The entire set of lines below should be copied exactly.

[Opening Data for this task section]

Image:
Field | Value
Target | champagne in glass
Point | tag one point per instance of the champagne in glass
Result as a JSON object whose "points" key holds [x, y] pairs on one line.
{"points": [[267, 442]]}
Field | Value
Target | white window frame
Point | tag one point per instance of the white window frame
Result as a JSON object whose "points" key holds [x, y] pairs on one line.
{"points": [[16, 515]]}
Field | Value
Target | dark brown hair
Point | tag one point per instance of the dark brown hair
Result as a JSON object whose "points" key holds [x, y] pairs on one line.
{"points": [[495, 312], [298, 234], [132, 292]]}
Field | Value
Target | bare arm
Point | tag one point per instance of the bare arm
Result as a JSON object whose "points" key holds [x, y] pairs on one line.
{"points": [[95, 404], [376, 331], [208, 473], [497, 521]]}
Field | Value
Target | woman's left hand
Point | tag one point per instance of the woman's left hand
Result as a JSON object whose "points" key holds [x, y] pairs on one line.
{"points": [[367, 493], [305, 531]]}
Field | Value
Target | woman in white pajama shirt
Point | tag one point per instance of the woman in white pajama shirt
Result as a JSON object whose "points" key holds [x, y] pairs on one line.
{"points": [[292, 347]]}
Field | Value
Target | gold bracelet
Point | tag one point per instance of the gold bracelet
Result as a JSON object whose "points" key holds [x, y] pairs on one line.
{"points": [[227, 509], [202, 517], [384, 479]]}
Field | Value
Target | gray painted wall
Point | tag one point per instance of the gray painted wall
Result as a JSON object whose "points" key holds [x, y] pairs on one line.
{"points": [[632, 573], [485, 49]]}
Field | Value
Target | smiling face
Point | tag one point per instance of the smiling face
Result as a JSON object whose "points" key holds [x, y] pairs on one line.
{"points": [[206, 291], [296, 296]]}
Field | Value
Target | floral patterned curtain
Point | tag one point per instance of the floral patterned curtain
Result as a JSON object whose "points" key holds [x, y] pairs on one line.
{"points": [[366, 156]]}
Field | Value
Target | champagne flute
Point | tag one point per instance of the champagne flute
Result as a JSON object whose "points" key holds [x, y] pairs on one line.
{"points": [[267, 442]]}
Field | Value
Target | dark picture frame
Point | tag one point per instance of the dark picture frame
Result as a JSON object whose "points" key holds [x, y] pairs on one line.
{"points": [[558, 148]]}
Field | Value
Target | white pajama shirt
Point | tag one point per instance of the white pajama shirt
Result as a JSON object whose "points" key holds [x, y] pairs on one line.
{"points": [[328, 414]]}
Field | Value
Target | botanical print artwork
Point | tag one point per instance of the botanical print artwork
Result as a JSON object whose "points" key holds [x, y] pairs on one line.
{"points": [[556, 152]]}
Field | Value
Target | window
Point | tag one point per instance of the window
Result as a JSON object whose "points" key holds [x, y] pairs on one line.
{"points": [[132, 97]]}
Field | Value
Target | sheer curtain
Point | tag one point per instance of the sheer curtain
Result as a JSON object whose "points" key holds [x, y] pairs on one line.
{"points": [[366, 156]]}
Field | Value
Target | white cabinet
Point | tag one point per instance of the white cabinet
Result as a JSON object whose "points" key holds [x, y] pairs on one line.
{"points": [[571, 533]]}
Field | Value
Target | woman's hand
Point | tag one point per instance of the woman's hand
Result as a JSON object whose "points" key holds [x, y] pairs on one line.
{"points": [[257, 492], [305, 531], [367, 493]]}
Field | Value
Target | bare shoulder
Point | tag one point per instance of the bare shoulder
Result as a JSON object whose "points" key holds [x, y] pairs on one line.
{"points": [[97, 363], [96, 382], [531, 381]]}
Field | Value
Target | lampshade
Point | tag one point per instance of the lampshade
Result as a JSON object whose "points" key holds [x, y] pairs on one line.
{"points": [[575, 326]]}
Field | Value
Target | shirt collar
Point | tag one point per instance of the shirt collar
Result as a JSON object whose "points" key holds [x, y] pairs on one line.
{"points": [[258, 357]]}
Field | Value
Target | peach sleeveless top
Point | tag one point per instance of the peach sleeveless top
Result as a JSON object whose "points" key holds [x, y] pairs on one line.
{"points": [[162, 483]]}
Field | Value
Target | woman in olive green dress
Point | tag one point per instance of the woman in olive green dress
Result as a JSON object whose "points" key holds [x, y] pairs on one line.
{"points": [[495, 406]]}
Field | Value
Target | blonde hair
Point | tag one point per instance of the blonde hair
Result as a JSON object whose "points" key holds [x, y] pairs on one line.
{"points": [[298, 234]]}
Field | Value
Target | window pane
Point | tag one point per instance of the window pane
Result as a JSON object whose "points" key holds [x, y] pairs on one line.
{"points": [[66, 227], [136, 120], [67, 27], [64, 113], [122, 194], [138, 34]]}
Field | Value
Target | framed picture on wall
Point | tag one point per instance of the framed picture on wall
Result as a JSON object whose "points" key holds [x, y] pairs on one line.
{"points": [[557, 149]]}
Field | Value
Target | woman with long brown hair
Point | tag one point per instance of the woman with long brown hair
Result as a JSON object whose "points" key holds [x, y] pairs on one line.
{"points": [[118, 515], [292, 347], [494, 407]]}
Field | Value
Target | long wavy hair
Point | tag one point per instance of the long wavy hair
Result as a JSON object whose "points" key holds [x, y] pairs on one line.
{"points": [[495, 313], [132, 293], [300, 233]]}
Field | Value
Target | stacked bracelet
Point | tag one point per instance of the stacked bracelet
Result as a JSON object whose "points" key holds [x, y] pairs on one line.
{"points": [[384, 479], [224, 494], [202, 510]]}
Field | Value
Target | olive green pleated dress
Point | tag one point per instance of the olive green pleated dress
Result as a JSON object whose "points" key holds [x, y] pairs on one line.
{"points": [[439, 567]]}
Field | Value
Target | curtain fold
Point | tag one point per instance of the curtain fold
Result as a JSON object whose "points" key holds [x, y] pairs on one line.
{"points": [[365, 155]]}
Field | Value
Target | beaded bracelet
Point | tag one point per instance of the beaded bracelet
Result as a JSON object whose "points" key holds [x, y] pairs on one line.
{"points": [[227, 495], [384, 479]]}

[Closing Data for this task section]

* _Exercise response_:
Image:
Field | Value
Target | champagne in glass
Point | tag one point per instance of the champagne in glass
Result as a JSON object whose "points" key holds [x, y] pairs on one line.
{"points": [[267, 442]]}
Field | Value
Target | white window frame
Point | tag one point per instance of the white window frame
Result as a JSON object whose "points" key holds [x, y] pairs on one line.
{"points": [[16, 515]]}
Field | Value
Target | dark brown hair
Point | tag one point per instance of the dark brown hair
Result as a JSON object whose "points" key holds [x, y] pairs on one line.
{"points": [[495, 312], [298, 234], [132, 292]]}
Field | Value
Target | bare arm
Point | tag one point per instance of the bare arm
Result as a JSON object whose "points" key holds [x, y] pairs on one line.
{"points": [[95, 404], [376, 331], [208, 473], [497, 521]]}
Field | Value
Target | woman's left hand
Point | tag one point per instance of the woman's left hand
Result as a JSON object whose "points" key holds [x, y] pairs on one line.
{"points": [[367, 493], [305, 531]]}
Field | Value
Target | woman in white pajama shirt
Point | tag one point per instance of the woman in white pajama shirt
Result as a JSON object whose "points" key holds [x, y] pairs on one line.
{"points": [[292, 347]]}
Field | Value
Target | gold bracelet
Point | tag one point per instance of the gold bracelet
Result as a JSON object whose "points" key holds [x, y] pairs on one line.
{"points": [[227, 509], [202, 517], [384, 479]]}
Field | Value
Target | gray painted wall
Point | tag one point per instance of the gray painted wall
Result as a JSON object whose "points" key holds [x, y] pairs on one line.
{"points": [[632, 573], [485, 49]]}
Field | Value
Target | smiling face
Point | tag one point per instance of the smiling face
Result as a JSON object whose "points" key holds [x, y] pairs on one line.
{"points": [[206, 291], [296, 296]]}
Field | Value
Target | floral patterned curtain
Point | tag one point per instance of the floral patterned curtain
Result as a JSON object whose "points" key holds [x, y] pairs on one line.
{"points": [[366, 156]]}
Field | Value
Target | champagne flute
Point | tag one point per instance of the champagne flute
Result as a JSON object whose "points" key holds [x, y] pairs on one line.
{"points": [[267, 442]]}
Field | Value
Target | dark picture frame
Point | tag one point per instance of the dark picture frame
Result as a JSON object whose "points" key holds [x, y] pairs on one line.
{"points": [[558, 148]]}
Field | Value
Target | white pajama shirt
Point | tag one point per instance of the white pajama shirt
Result as a JSON object whose "points" key holds [x, y] pairs on one line.
{"points": [[328, 414]]}
Field | Value
Target | botanical print artwork
Point | tag one point per instance of the botanical print artwork
Result as a JSON object whose "points" key holds [x, y] pairs on one line.
{"points": [[556, 152]]}
Field | Value
Target | window
Point | tag one point per instance of the window
Result as a JSON object whose "points" key holds [x, y] pairs on one line.
{"points": [[132, 97]]}
Field | Value
Target | sheer curtain
Point | tag one point per instance of the sheer curtain
Result as a JSON object whose "points" key holds [x, y] pairs on one line.
{"points": [[366, 156]]}
Field | Value
Target | white cabinet
Point | tag one point per instance of the white cabinet
Result as a JSON object whose "points" key holds [x, y] pairs on one line.
{"points": [[571, 533]]}
Field | Value
Target | woman's hand
Point | tag one point per instance of the woman's hand
Result as a JSON object whose "points" key holds [x, y] pairs on one line.
{"points": [[257, 492], [305, 531], [367, 493]]}
Field | Value
Target | bare shoulder
Point | tag one point per instance of the bare shoulder
Result as a JSON object whose "points" key holds [x, y] pairs on one line.
{"points": [[97, 363], [96, 382], [531, 381]]}
Field | Value
Target | lampshade
Point | tag one point per instance of the lampshade
Result as a JSON object whose "points" key holds [x, y] pairs on one line.
{"points": [[575, 326]]}
Field | Value
Target | shirt collar
Point | tag one point per instance of the shirt collar
Result as a JSON object whose "points" key holds [x, y] pairs on one line.
{"points": [[258, 357]]}
Field | Value
Target | peach sleeveless top
Point | tag one point per instance of the peach sleeveless top
Result as a JSON object whose "points" key holds [x, y] pairs on one line.
{"points": [[162, 483]]}
Field | Value
Target | woman in olive green dress
Point | tag one point per instance of the woman in olive green dress
Result as a JSON object whose "points" key holds [x, y] pairs on one line.
{"points": [[495, 406]]}
Field | Value
Target | blonde hair
Point | tag one point per instance of the blonde hair
Result as a JSON object whose "points" key holds [x, y] pairs on one line.
{"points": [[298, 234]]}
Field | Value
Target | window pane
Point | tag one point per instance of the window pane
Result as a JSON object whose "points" key holds [x, y] pairs on one line.
{"points": [[66, 227], [136, 120], [67, 27], [64, 113], [122, 194], [138, 34]]}
Field | Value
Target | framed picture on wall
Point | tag one point per instance of the framed picture on wall
Result as a JSON object whose "points" key holds [x, y] pairs on one line.
{"points": [[557, 149]]}
Field | Value
Target | woman with long brown hair
Point | tag one point per instance of the woman with long brown hair
Result as a JSON object whose "points" key holds [x, y] pairs on one line.
{"points": [[118, 515], [292, 347], [494, 407]]}
Field | Value
Target | long wavy hair
Point | tag one point per instance of the long wavy hair
Result as a JSON object whose "points" key holds [x, y] pairs on one line.
{"points": [[495, 313], [132, 293], [300, 233]]}
Field | Value
Target | stacked bracelet
Point | tag one point per instance of the stacked bracelet
Result as a JSON object whose "points" key holds [x, y] pairs on one line.
{"points": [[384, 479], [224, 494], [202, 510]]}
Field | Value
Target | olive green pleated dress
Point | tag one point per instance of the olive green pleated dress
Result as a JSON object whose "points" key holds [x, y] pairs on one line.
{"points": [[439, 567]]}
Field | Value
Target | curtain fold
Point | tag one point per instance of the curtain fold
Result as a JSON object whose "points" key holds [x, y] pairs on one line.
{"points": [[365, 155]]}
Field | Value
Target | beaded bracelet
Point | tag one point per instance of the beaded bracelet
Result as a JSON object whose "points" key holds [x, y] pairs on one line.
{"points": [[227, 495], [384, 479]]}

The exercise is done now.